▶ _Written problem_
Copy all of the records below word for word, keeping every line in its original order.

▶ _Data rows_
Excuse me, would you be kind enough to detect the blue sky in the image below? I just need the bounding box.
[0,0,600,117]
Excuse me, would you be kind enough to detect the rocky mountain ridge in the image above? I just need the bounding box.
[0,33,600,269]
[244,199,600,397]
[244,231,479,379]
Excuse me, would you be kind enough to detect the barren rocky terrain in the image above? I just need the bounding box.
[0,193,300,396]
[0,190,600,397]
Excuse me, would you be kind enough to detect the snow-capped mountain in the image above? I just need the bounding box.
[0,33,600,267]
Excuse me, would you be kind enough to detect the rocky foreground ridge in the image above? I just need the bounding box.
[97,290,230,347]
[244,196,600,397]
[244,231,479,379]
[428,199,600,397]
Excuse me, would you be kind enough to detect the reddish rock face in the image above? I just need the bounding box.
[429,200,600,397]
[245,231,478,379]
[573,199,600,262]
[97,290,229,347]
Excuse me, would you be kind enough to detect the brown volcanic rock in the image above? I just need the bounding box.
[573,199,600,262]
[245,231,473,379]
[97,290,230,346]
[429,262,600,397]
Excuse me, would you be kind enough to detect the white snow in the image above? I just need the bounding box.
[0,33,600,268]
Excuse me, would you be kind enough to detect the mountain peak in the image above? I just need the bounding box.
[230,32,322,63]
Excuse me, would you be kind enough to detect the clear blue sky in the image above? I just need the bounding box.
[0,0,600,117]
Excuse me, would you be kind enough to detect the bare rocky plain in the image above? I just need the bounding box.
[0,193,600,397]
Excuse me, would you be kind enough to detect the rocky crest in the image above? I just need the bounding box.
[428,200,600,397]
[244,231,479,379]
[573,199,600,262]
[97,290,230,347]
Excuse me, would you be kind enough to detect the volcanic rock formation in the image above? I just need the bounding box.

▶ _Output for this exercise_
Excuse me, would you be kind enough to detect the blue sky in the image below? I just need the bounding box.
[0,0,600,117]
Excuse me, would you be kind enough to detect the rocky mountain ridge in the image above? I just need the bounding box.
[0,33,600,269]
[244,199,600,397]
[244,231,479,379]
Excuse me, would you be kind enough to detect the barren rocky terrain in the image above? I just need the bounding box.
[0,193,300,396]
[0,190,600,397]
Excuse me, would you be kind enough to detect the snow-capped mountain in the image above? I just need the bounding box.
[0,33,600,267]
Excuse me, would you be kind enough to detect the rocky foreground ridge in the image above? I just need the bounding box.
[97,290,230,347]
[244,196,600,397]
[244,231,479,379]
[428,199,600,397]
Excuse me, would you be kind enough to detect the reddish rock face in the image above? I just need the bounding box.
[429,200,600,397]
[245,231,478,379]
[573,199,600,262]
[97,290,229,347]
Excuse me, would you be kind enough to detect the brown volcanic rock in the image above? I just need the bounding box.
[573,199,600,262]
[245,231,473,379]
[97,290,230,346]
[429,262,600,397]
Excuse me, would you be kind enough to detect the white snow in the image above? I just need the bounding box.
[0,33,600,268]
Excuse me, would you be kind enough to detect the mountain peak in the image above? I just need the bounding box.
[230,32,322,63]
Excuse me, would you be kind enough to detect the clear blue sky in the image above? I just need the bounding box.
[0,0,600,117]
Excuse me, would you be kind enough to detect the bare rocky plain in the image above? I just need the bounding box.
[0,193,600,397]
Excuse me, would you be kind enough to detect the rocky crest in the image above? I just need the bounding box.
[428,200,600,397]
[244,231,479,379]
[573,199,600,262]
[97,290,230,347]
Excuse me, would you be kind enough to detect the volcanic rock formation in the image above? I just need the bounding box.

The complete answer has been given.